* Short problem:
The lines to be copied run from the one containing "Task: annotate the reflection on water." to the end of the material below; reproduce them exactly, including both ends, and nothing more.
****************
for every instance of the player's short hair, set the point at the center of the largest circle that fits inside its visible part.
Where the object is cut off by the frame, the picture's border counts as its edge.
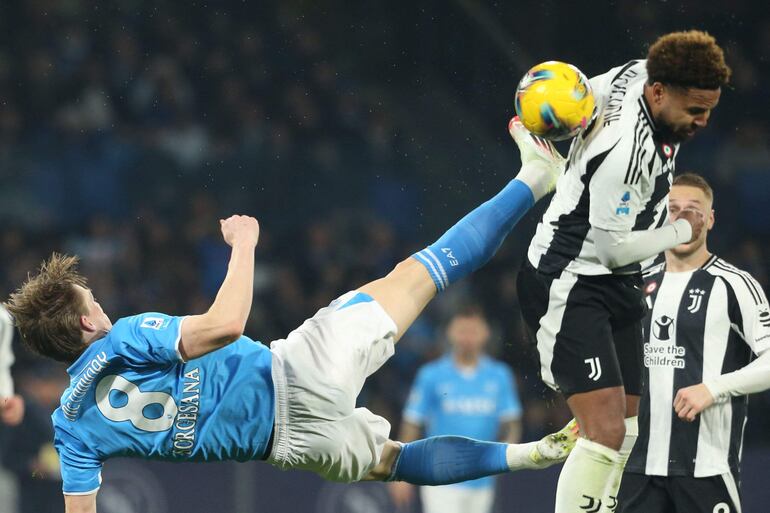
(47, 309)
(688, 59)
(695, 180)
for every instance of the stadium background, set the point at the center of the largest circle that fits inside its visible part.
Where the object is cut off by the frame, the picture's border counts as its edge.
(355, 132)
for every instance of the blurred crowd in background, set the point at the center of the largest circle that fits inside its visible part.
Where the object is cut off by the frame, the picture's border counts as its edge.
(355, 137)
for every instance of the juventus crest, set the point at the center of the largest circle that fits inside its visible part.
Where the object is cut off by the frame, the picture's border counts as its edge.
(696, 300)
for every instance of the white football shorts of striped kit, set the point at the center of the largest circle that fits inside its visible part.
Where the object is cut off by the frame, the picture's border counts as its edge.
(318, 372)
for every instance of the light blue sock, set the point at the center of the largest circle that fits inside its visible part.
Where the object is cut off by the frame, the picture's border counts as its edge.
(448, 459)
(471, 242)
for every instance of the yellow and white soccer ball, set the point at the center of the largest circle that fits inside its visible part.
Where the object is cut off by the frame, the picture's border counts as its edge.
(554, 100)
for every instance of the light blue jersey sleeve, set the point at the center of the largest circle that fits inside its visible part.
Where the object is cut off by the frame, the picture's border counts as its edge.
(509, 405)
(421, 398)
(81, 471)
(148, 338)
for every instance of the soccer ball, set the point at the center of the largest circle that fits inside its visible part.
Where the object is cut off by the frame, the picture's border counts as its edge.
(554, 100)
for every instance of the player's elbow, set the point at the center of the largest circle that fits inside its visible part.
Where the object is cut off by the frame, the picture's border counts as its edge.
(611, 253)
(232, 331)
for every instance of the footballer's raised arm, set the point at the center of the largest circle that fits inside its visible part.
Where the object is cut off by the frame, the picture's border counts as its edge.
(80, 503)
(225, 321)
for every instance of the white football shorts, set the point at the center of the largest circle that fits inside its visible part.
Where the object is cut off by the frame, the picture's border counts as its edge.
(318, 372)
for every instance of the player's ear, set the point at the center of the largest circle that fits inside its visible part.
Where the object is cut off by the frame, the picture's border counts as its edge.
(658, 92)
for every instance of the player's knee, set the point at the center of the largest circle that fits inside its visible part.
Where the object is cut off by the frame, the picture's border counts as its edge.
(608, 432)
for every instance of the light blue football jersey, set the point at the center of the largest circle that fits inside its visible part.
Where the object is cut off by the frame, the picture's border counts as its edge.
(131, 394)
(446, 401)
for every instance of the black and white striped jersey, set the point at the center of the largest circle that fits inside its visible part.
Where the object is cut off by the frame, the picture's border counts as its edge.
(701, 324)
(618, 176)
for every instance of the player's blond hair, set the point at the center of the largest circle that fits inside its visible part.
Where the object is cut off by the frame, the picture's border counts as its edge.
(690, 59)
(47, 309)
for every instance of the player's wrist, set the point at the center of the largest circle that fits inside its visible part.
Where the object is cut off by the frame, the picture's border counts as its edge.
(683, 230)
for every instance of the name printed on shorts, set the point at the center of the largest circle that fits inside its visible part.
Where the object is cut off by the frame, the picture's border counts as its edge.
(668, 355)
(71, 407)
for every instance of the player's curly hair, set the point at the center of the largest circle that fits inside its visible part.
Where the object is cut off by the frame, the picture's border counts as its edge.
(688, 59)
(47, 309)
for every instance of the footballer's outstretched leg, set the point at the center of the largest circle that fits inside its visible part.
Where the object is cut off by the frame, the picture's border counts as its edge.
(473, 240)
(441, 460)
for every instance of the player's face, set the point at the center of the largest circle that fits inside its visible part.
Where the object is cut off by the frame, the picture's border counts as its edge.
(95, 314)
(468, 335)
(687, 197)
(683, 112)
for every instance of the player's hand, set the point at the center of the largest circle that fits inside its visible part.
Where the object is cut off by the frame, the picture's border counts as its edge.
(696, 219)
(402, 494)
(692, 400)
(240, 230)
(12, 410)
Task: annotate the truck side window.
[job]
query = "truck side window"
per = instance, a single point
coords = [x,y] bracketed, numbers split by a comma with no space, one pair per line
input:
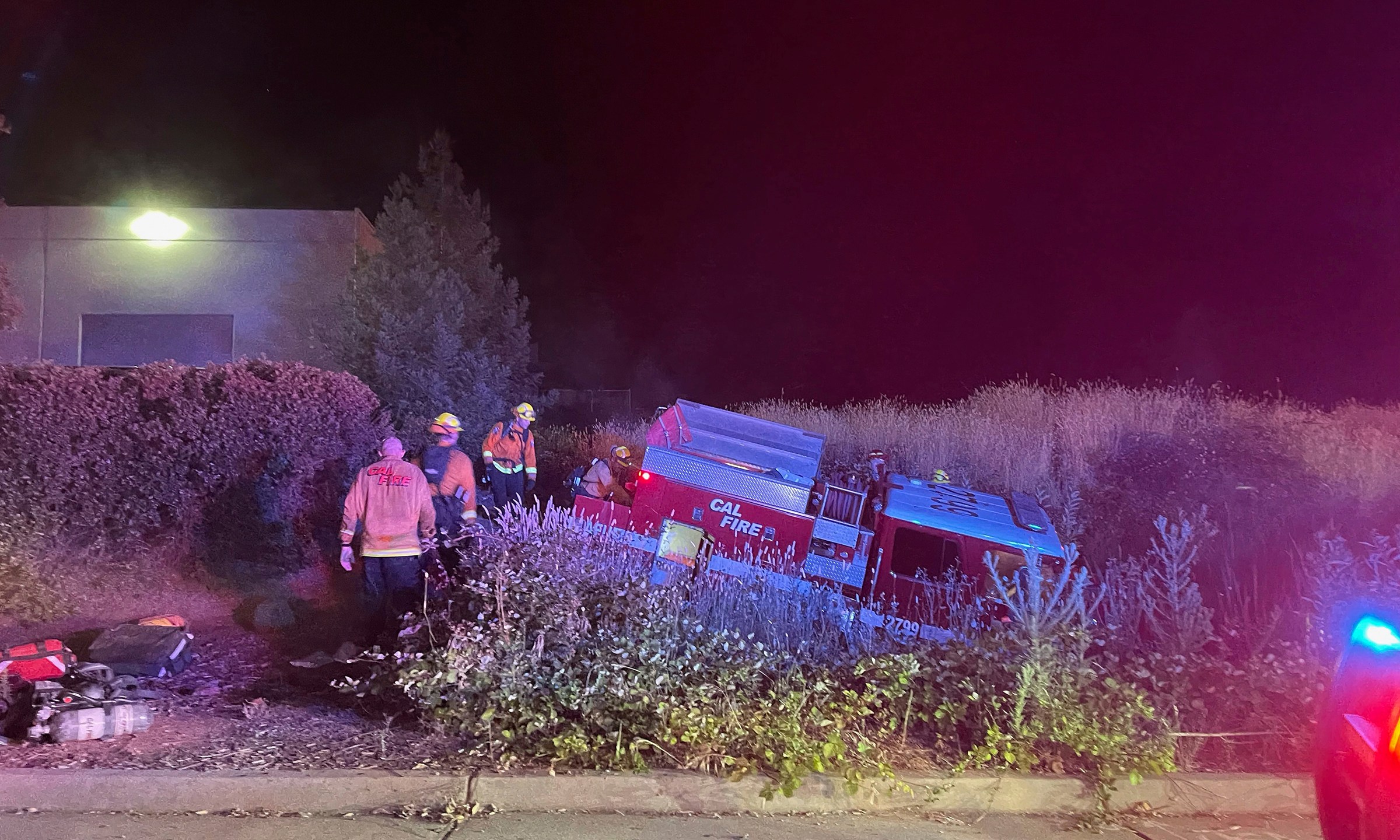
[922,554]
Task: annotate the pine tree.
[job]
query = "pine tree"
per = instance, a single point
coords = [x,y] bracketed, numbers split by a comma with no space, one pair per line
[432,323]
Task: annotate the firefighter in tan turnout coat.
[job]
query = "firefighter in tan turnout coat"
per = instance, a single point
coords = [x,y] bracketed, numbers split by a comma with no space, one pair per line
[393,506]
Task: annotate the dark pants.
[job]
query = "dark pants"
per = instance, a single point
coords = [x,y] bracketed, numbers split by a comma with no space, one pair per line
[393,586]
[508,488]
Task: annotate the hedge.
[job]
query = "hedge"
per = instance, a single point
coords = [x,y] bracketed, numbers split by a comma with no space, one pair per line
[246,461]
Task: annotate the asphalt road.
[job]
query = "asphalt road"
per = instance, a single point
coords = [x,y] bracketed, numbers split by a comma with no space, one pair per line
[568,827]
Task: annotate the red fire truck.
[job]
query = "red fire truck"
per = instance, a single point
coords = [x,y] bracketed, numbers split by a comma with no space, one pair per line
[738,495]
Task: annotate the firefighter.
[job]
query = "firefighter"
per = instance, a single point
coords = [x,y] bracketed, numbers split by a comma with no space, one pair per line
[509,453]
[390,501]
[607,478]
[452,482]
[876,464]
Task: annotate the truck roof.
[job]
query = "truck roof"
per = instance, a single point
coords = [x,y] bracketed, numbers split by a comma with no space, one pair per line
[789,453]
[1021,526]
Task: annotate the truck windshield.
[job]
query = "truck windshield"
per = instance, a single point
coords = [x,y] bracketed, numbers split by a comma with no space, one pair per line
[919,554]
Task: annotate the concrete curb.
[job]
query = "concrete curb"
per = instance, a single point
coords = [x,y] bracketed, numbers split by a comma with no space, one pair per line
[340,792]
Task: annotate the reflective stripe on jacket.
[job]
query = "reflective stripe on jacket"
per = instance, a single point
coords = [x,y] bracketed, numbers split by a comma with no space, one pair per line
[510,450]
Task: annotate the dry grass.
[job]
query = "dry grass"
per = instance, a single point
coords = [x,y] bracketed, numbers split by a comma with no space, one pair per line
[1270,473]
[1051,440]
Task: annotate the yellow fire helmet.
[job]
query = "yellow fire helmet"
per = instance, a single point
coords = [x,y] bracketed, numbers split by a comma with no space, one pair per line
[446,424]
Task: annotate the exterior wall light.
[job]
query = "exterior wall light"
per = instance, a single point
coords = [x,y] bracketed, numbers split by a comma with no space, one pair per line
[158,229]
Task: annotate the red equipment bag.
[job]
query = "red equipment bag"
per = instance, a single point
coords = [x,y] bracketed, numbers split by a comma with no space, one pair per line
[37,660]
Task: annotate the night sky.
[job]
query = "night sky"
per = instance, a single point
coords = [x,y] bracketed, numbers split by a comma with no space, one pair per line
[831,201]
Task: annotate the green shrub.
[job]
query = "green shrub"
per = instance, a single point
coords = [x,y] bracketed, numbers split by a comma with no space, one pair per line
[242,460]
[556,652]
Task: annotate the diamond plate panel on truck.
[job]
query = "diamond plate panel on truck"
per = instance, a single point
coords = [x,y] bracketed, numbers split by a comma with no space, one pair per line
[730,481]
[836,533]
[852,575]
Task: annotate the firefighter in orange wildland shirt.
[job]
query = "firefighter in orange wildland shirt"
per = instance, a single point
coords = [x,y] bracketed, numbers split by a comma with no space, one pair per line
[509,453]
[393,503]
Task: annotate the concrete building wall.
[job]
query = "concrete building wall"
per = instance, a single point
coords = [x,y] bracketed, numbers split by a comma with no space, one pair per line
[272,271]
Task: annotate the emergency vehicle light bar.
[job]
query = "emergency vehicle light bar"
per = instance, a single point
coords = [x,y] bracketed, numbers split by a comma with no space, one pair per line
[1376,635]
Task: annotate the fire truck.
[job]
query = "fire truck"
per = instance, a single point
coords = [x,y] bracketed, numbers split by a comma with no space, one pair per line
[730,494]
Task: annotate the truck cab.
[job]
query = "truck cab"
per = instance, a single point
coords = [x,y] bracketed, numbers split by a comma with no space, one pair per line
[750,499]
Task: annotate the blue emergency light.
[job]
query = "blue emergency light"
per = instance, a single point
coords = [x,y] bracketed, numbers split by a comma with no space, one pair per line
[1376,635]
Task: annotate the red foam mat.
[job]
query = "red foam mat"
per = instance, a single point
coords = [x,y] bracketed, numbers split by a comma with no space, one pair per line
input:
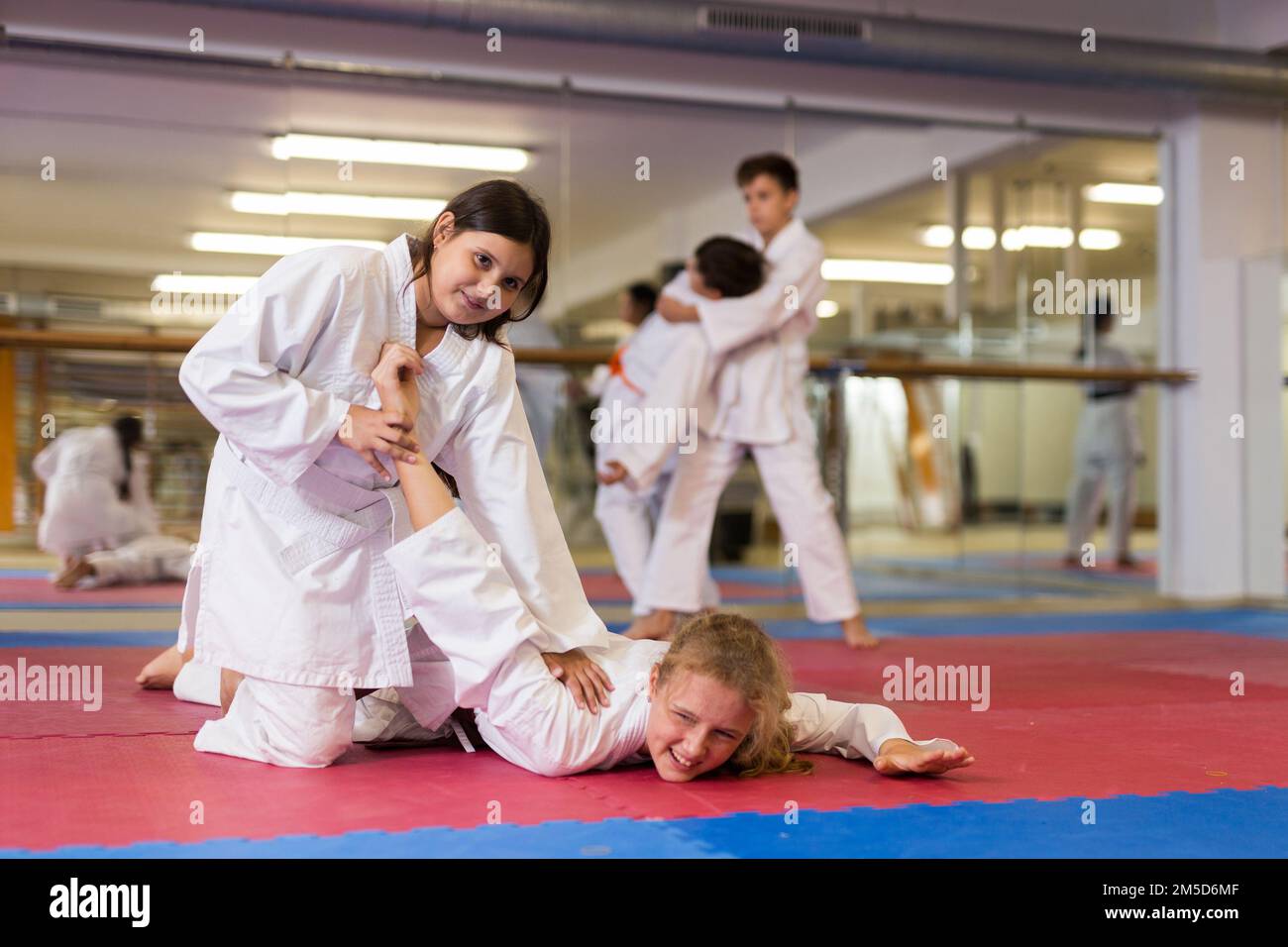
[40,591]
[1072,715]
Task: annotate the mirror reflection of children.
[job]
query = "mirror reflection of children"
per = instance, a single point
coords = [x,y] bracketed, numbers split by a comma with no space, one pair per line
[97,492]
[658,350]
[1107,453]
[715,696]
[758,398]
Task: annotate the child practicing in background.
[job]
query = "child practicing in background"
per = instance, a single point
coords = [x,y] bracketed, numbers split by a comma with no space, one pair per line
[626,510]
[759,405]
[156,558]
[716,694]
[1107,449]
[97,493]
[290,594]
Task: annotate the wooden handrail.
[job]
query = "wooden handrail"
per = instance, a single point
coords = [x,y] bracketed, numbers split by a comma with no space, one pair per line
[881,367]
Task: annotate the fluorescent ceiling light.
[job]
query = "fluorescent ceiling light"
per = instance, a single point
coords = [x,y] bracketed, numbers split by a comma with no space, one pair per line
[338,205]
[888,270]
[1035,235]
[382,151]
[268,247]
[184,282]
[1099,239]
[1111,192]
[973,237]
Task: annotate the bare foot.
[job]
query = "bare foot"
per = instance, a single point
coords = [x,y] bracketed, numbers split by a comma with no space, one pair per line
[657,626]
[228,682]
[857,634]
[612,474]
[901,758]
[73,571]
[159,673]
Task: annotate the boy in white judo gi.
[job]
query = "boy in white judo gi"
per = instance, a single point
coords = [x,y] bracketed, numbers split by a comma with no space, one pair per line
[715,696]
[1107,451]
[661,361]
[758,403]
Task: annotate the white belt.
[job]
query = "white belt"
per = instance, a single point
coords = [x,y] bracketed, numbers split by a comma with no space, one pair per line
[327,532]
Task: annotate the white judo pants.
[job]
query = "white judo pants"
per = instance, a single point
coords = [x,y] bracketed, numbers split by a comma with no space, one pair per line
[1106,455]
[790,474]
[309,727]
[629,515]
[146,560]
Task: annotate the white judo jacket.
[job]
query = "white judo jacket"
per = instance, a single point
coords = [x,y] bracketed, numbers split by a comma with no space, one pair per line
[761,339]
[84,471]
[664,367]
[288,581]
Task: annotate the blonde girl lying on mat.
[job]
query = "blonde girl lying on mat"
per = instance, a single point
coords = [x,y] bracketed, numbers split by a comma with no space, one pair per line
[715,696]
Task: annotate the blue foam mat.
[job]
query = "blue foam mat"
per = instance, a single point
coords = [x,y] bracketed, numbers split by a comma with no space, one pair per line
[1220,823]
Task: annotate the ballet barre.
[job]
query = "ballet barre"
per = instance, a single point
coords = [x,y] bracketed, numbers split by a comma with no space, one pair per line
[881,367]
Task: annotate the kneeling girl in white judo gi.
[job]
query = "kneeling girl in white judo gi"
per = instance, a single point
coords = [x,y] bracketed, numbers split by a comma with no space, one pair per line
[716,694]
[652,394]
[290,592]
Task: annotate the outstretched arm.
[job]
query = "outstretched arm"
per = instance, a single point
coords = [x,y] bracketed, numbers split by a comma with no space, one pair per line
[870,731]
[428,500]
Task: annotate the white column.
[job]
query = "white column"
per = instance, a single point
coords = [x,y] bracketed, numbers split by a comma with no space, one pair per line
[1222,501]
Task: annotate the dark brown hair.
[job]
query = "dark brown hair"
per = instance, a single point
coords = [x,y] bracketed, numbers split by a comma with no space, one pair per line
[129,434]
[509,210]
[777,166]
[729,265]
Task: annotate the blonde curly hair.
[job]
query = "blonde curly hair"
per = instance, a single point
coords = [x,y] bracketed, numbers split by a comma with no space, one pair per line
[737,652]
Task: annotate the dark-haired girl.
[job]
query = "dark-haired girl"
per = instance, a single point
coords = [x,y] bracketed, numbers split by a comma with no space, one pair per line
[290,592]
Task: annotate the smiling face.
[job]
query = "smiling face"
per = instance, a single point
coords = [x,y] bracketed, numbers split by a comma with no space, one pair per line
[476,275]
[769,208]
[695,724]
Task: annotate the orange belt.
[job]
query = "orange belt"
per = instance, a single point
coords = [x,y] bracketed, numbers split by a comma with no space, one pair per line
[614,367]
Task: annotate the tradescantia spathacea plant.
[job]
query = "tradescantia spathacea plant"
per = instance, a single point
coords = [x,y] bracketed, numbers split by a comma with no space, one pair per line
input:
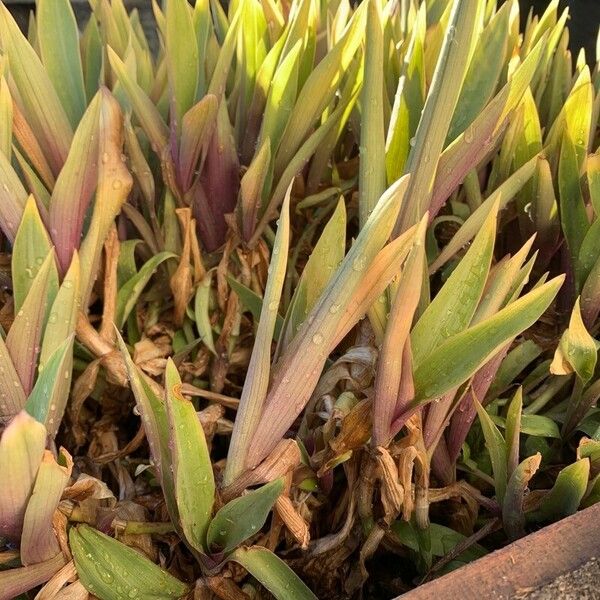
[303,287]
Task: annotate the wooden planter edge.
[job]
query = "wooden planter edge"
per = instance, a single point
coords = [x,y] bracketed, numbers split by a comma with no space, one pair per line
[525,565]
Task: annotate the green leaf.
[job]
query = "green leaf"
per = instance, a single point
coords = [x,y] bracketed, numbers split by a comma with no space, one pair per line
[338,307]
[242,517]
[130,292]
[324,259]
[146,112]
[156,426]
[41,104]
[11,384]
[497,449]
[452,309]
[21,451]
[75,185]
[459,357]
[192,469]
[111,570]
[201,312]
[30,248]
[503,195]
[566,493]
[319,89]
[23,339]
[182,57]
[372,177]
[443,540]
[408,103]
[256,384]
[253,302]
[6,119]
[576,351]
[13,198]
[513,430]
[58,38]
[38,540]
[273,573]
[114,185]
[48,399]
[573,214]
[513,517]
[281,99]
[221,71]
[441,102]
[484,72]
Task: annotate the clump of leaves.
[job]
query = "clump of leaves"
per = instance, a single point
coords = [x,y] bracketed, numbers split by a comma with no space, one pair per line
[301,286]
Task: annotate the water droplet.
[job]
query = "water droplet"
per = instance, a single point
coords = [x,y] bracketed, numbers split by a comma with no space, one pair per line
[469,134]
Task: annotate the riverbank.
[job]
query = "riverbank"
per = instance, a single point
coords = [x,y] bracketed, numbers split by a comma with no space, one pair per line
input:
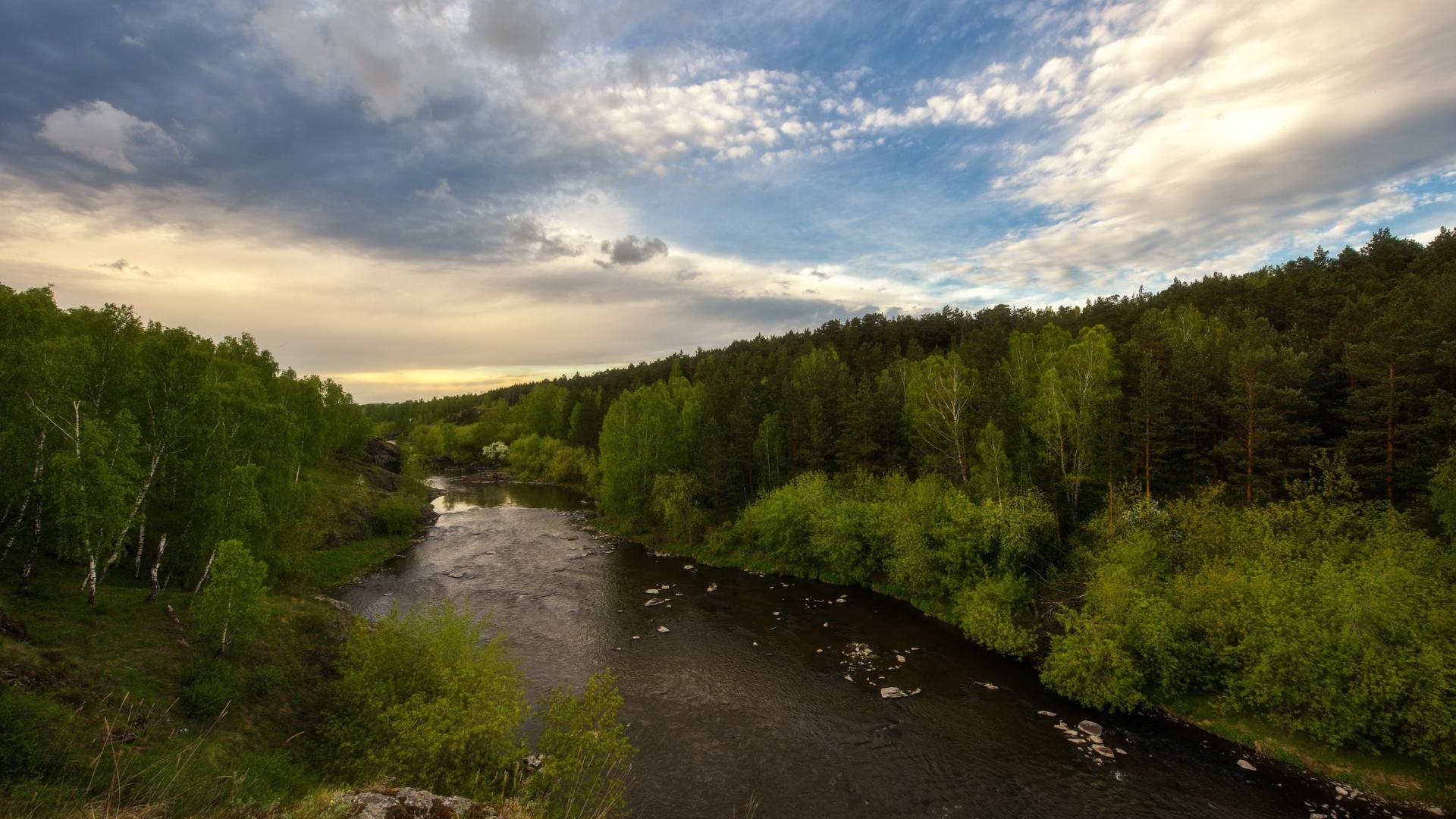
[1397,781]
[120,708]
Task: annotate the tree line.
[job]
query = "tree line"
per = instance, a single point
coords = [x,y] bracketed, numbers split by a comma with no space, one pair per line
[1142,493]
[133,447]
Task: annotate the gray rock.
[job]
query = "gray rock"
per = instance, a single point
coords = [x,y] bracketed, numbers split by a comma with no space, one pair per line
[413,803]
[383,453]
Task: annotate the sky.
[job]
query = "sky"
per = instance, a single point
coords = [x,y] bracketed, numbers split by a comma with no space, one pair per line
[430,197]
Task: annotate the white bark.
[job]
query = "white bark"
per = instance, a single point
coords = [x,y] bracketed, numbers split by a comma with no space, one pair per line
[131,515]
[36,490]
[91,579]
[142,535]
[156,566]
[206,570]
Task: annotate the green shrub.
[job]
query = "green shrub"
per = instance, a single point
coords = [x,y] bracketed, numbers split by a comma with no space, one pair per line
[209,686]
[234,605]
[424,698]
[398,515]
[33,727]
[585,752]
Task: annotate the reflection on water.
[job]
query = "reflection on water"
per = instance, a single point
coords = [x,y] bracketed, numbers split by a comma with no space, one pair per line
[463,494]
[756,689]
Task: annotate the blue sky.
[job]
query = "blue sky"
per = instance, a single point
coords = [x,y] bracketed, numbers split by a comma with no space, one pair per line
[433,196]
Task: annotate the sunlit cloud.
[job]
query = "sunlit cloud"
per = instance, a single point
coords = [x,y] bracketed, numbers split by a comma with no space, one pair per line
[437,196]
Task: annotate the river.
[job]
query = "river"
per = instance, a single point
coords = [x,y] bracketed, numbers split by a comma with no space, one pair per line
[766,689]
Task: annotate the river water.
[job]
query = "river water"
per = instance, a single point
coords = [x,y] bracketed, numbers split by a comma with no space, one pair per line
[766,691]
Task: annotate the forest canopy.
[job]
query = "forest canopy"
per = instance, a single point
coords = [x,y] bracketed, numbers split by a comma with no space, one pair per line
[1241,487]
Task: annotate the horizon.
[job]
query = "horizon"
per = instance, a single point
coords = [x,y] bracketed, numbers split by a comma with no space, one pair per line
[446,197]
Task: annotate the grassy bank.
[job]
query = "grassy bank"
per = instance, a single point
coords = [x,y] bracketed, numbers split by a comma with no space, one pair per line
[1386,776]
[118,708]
****************
* Full solution:
Task: annotate the reflection on water.
[job]
query = "reflection on water"
per = instance, a single point
coords = [x,y] bracketed, numbers split by a comma with no space, one pair per line
[463,494]
[756,689]
Task: annotate the blue sky.
[job]
query = "blue sky"
per = instance, a single point
coords = [x,y] bracketed, numbers split by a comma with no space, one pair per line
[433,196]
Task: annotate the sunlit cloud.
[job]
query = "sunlit cloud"
per = instance, a single point
coords = [x,y] bracketed, numbers split by a comma with no space, one pair per line
[437,196]
Task: annotate the river.
[job]
query = "river"
per = instance, a single point
coords = [x,y] bracketed, numbers split by a comma with no space, one pair per line
[766,689]
Task: annotate the river water.
[job]
query = "river water"
per = instance, a single point
coords = [x,y] bracketed, numbers split by a comma with no space, one pair per line
[766,691]
Task: annotate the forest canopy.
[job]
query = "forest canopy"
per = instance, a single point
coords = [x,y] bracketed, numbers split by a comma with no space, one pair per line
[1241,487]
Task: annotate the horizon.
[job]
query = "horizon"
per = instance, a single point
coords = [x,y] bracketed, numbers split by a comma with no space, one pair per line
[446,197]
Task: annotate the grassy bank.
[job]
query = "grassy bank"
per = instance, a single point
coords = [x,y] bracketed, numbers split by a comma with no space, one pair per line
[1386,776]
[118,708]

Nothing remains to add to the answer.